WRITTEN REQUEST: Leaving out all pictures, transcribe exactly the lines between the line with "In this photo, each instance of the red" and the last line of the records below, both included.

DATA FOR THIS EXERCISE:

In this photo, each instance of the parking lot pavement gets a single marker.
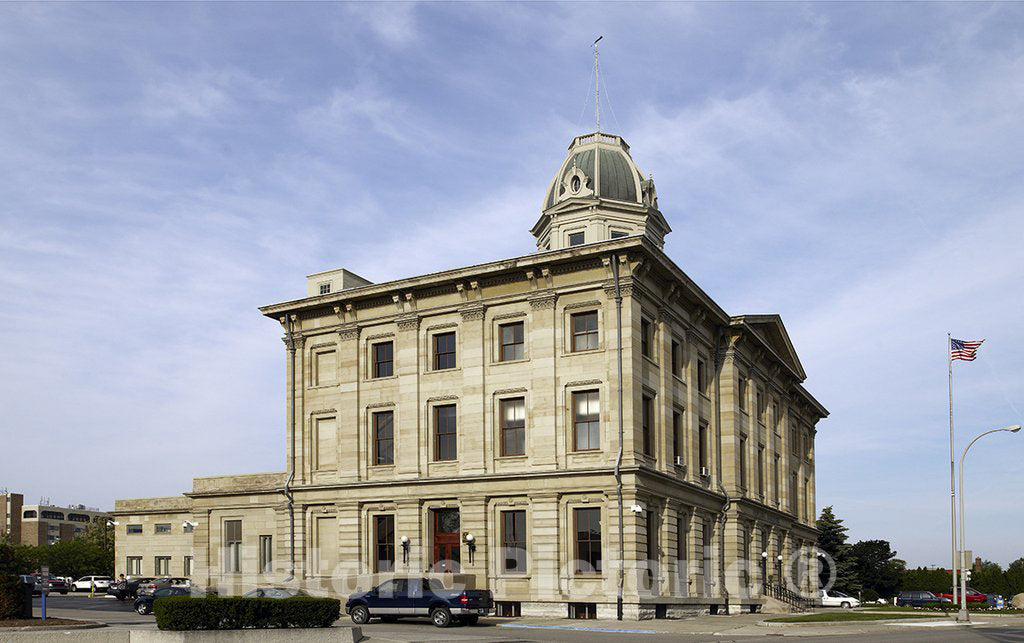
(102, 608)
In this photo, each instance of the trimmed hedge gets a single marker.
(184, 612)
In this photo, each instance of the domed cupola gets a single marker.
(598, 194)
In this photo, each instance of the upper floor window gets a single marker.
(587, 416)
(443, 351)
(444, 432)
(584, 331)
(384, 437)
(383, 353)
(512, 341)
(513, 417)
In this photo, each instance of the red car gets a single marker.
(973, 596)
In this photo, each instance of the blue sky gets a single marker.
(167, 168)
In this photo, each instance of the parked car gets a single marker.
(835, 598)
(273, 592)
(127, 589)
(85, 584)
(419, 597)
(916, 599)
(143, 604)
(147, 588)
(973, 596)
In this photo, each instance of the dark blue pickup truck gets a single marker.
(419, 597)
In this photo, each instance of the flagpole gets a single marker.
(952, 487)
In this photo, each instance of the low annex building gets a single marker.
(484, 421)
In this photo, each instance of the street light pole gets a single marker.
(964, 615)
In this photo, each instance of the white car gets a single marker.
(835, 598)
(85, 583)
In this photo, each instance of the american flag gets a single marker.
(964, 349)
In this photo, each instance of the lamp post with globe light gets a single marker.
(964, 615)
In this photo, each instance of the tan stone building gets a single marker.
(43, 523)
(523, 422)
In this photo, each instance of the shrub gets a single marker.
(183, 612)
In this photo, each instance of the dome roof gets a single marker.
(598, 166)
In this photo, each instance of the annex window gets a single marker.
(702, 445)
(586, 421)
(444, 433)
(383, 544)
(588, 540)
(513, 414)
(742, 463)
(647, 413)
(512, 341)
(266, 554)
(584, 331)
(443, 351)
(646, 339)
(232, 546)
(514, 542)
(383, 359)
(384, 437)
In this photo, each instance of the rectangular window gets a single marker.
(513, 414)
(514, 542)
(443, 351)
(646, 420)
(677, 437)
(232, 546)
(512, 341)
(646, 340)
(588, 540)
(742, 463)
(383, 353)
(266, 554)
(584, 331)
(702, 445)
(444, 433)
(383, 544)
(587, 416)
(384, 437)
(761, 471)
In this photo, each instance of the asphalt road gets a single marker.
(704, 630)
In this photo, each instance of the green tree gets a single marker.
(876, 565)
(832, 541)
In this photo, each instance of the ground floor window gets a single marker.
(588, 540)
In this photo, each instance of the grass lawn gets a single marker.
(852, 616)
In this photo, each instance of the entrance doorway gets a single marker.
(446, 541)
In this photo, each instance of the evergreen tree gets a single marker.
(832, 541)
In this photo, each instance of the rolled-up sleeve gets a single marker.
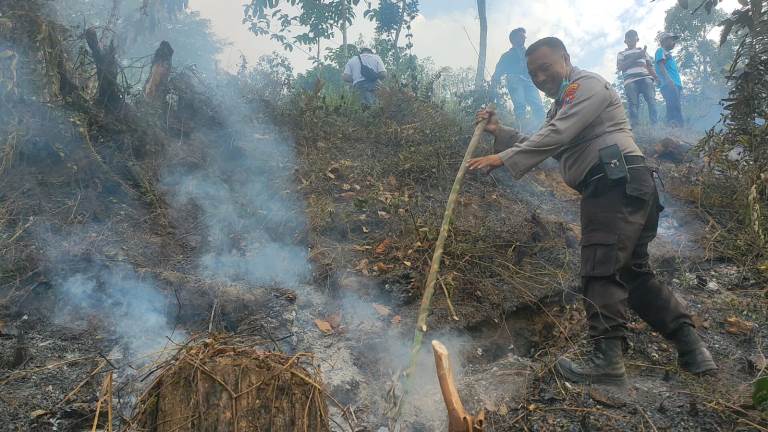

COMPLETE ANSWER:
In this photo, each instance of the red car gets a single marker.
(973, 596)
In this photo, each instance of the blue sky gets a single marker.
(167, 168)
In this photo, each instance of the parked car gets a single marker.
(835, 598)
(273, 592)
(127, 589)
(85, 584)
(419, 597)
(916, 599)
(143, 604)
(147, 588)
(973, 596)
In this photo, each instance of the dark blue pickup truck gets a single marker.
(419, 597)
In this photo, each instance of the flagpole gets a single marker.
(952, 487)
In this photo, each instance of the low annex building gets a single marker.
(484, 421)
In this photo, each instance of the street light pole gets a single marker.
(964, 615)
In this photo, each instance of the white car gets a single marker.
(835, 598)
(85, 583)
In this photo, each instance of the american flag gets a single marker.
(964, 349)
In this photo, each instance of the lamp post with globe light gets a single marker.
(964, 615)
In this photo, each instance of the tan stone building gets a single marker.
(43, 523)
(523, 422)
In this photo, each instance of the shrub gets a single marker.
(183, 612)
In this photo, each instance of the dome roof gets a single marker.
(598, 166)
In this photo, each instance of the annex window gets a single marker.
(702, 445)
(586, 421)
(444, 433)
(383, 544)
(588, 540)
(513, 414)
(742, 463)
(647, 413)
(512, 341)
(266, 554)
(584, 331)
(443, 351)
(646, 339)
(232, 546)
(514, 542)
(383, 359)
(384, 437)
In this photo, each instance of the rectangular window gets a single marker.
(513, 414)
(514, 542)
(443, 351)
(646, 420)
(677, 437)
(232, 546)
(512, 341)
(646, 340)
(588, 540)
(742, 463)
(383, 353)
(266, 554)
(584, 331)
(702, 445)
(444, 433)
(383, 544)
(587, 416)
(384, 437)
(761, 471)
In this photo, each instance of the asphalt road gets a single marker.
(704, 630)
In this photo, each instance of the green tree gets a single marker.
(876, 565)
(832, 541)
In this photo, each instance of the ground floor window gets a single marker.
(588, 540)
In this photo, each instance of the grass lawn gets a single marker.
(852, 616)
In this photo, each instance of the entrance doorway gets a single marker.
(446, 541)
In this photo, each instance of the evergreen tree gets a single marker.
(832, 541)
In this photo, each instance of the rolled-up sleeve gets a single marker.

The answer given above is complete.